### [EXERCISE OBJECTIVE]
For the records below, report how many lines include "rough", with no accompanying text.

[Items from a dataset]
····················
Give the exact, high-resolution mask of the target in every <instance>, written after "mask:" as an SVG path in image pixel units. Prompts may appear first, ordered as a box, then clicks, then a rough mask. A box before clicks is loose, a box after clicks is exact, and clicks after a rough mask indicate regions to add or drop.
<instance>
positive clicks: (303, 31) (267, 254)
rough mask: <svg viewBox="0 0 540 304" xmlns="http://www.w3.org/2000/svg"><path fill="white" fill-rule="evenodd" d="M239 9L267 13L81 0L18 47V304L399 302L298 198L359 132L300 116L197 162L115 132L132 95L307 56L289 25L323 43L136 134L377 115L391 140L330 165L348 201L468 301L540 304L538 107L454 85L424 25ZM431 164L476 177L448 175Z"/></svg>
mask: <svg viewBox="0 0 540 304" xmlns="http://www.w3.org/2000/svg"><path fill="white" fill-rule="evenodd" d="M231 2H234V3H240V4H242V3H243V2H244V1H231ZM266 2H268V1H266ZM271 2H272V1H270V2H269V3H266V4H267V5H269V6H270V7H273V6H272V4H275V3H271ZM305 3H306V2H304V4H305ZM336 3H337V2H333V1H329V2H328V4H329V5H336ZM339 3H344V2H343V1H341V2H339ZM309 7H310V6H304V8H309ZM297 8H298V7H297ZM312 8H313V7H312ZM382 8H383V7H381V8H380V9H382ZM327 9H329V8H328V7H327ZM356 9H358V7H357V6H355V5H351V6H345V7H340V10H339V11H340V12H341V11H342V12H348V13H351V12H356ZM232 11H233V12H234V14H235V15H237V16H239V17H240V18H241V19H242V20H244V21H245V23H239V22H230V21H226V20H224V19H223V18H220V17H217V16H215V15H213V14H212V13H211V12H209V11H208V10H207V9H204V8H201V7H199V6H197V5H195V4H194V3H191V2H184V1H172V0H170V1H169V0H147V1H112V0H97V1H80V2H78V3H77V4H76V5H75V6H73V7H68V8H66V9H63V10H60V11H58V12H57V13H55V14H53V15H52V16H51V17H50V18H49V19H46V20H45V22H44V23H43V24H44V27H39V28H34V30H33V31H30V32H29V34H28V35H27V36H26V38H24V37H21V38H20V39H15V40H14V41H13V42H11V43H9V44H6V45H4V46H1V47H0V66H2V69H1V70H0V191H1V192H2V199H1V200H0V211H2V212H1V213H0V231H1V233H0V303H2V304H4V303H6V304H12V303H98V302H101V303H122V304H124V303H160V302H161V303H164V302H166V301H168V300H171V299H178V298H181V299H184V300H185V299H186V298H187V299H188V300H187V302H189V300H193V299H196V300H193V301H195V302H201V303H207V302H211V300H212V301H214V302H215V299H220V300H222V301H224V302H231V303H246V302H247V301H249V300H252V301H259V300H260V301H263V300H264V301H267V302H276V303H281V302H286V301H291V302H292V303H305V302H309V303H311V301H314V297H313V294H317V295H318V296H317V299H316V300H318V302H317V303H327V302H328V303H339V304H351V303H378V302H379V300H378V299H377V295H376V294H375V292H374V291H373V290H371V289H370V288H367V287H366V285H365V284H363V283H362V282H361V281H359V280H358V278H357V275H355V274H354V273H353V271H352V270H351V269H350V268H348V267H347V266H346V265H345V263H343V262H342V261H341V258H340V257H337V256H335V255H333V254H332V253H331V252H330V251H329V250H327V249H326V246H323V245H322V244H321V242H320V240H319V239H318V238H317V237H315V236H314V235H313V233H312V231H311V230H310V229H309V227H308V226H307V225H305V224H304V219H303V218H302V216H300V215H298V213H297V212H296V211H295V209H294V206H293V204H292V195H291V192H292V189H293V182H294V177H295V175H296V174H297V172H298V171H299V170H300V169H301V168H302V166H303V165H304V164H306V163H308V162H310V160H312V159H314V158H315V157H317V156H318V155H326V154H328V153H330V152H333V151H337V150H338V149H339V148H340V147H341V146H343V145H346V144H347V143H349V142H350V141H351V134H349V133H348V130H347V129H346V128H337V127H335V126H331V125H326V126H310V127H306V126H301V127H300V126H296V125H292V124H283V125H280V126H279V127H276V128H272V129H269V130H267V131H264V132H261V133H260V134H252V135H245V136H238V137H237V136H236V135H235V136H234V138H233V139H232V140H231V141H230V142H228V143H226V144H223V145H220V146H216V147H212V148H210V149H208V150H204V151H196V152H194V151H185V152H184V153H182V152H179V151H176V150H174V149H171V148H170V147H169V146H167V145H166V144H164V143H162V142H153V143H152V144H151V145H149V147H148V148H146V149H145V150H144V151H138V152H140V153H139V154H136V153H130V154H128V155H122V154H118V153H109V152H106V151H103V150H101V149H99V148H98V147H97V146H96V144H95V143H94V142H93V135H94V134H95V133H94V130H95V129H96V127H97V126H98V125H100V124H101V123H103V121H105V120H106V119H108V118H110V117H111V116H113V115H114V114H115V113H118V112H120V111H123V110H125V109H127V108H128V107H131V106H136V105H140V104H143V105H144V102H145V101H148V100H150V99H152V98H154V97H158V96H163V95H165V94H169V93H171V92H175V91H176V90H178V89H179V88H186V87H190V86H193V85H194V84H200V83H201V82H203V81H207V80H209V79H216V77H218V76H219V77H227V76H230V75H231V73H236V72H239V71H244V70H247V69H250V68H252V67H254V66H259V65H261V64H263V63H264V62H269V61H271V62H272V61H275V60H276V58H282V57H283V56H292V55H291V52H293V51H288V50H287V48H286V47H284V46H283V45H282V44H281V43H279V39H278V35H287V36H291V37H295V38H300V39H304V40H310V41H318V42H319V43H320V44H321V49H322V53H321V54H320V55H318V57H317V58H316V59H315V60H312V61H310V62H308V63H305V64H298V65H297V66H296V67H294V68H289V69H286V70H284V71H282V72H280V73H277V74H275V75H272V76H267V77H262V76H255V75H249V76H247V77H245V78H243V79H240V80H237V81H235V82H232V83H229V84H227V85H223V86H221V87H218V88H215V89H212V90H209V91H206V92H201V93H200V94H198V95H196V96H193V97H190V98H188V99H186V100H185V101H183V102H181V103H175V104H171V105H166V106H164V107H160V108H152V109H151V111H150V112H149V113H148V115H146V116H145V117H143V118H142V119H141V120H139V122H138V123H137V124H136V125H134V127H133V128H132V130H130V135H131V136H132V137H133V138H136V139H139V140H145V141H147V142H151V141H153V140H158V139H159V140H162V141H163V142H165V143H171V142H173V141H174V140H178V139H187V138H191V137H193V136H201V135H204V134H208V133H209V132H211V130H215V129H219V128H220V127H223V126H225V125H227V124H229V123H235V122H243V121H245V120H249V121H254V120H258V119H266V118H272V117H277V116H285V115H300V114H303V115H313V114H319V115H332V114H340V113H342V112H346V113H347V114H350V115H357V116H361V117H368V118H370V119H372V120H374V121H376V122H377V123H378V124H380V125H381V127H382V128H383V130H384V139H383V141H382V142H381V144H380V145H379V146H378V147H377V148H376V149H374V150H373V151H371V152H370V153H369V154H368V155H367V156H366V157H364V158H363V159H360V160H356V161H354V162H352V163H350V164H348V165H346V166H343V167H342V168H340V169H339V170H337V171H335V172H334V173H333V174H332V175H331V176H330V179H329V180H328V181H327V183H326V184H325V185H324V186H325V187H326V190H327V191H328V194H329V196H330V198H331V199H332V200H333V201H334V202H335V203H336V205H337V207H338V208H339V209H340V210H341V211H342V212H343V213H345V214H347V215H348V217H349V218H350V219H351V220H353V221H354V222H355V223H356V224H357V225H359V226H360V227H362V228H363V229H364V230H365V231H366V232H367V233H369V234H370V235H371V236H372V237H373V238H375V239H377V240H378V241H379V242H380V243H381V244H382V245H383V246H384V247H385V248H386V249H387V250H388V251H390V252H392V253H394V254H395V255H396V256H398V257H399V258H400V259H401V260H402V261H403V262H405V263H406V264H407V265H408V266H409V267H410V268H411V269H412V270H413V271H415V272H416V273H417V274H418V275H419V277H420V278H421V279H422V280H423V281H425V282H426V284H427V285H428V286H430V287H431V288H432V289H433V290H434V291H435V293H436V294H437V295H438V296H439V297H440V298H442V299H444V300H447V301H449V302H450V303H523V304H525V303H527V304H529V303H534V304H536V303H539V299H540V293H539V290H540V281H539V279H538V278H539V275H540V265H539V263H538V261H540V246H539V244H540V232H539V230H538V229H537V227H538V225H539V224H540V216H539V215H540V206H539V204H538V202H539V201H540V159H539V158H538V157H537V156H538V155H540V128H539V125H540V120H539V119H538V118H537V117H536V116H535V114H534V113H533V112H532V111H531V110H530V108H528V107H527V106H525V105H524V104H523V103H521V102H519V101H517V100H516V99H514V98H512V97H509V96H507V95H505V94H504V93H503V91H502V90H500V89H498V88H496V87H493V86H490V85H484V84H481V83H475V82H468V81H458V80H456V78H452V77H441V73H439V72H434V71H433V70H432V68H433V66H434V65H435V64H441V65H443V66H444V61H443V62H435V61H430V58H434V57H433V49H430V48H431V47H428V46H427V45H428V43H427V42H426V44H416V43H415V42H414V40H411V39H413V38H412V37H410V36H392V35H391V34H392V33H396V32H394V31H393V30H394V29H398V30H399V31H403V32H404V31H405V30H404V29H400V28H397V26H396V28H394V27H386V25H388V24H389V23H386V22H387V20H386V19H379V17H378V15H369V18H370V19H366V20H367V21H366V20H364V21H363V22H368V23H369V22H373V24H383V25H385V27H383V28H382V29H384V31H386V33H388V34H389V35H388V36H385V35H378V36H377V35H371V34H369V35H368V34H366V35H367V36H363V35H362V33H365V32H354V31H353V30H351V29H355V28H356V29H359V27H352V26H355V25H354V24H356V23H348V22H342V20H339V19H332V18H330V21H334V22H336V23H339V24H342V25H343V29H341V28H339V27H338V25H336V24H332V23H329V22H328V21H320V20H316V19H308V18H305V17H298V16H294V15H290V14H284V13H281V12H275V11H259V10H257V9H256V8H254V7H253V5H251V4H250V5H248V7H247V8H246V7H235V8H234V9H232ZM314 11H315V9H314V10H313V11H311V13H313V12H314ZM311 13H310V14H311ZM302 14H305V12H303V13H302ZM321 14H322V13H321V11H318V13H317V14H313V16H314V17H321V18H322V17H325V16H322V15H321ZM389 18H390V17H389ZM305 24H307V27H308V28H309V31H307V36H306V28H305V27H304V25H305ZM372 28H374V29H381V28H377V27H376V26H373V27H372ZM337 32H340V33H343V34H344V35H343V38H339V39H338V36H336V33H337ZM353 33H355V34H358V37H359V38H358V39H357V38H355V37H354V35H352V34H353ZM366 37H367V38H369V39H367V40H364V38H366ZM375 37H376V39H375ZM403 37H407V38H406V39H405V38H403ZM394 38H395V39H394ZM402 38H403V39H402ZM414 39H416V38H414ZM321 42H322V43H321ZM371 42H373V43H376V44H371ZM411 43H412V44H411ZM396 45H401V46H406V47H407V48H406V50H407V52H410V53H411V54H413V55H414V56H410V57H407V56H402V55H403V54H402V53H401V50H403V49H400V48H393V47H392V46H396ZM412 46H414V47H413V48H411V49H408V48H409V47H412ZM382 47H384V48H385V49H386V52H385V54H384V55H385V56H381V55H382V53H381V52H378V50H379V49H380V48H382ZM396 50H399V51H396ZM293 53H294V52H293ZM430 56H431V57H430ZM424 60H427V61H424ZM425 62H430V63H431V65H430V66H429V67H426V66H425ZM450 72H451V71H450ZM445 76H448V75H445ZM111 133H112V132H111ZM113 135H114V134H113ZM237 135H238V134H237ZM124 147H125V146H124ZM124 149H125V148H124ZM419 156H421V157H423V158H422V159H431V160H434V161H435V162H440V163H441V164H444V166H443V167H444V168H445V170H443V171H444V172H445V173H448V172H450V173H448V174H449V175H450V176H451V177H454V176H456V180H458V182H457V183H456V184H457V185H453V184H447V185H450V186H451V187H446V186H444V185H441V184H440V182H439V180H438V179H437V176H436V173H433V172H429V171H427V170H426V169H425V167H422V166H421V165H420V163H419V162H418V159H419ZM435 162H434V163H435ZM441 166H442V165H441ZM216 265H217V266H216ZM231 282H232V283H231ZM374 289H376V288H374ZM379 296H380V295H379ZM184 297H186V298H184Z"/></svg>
····················
### [ANSWER TO THIS PROBLEM]
2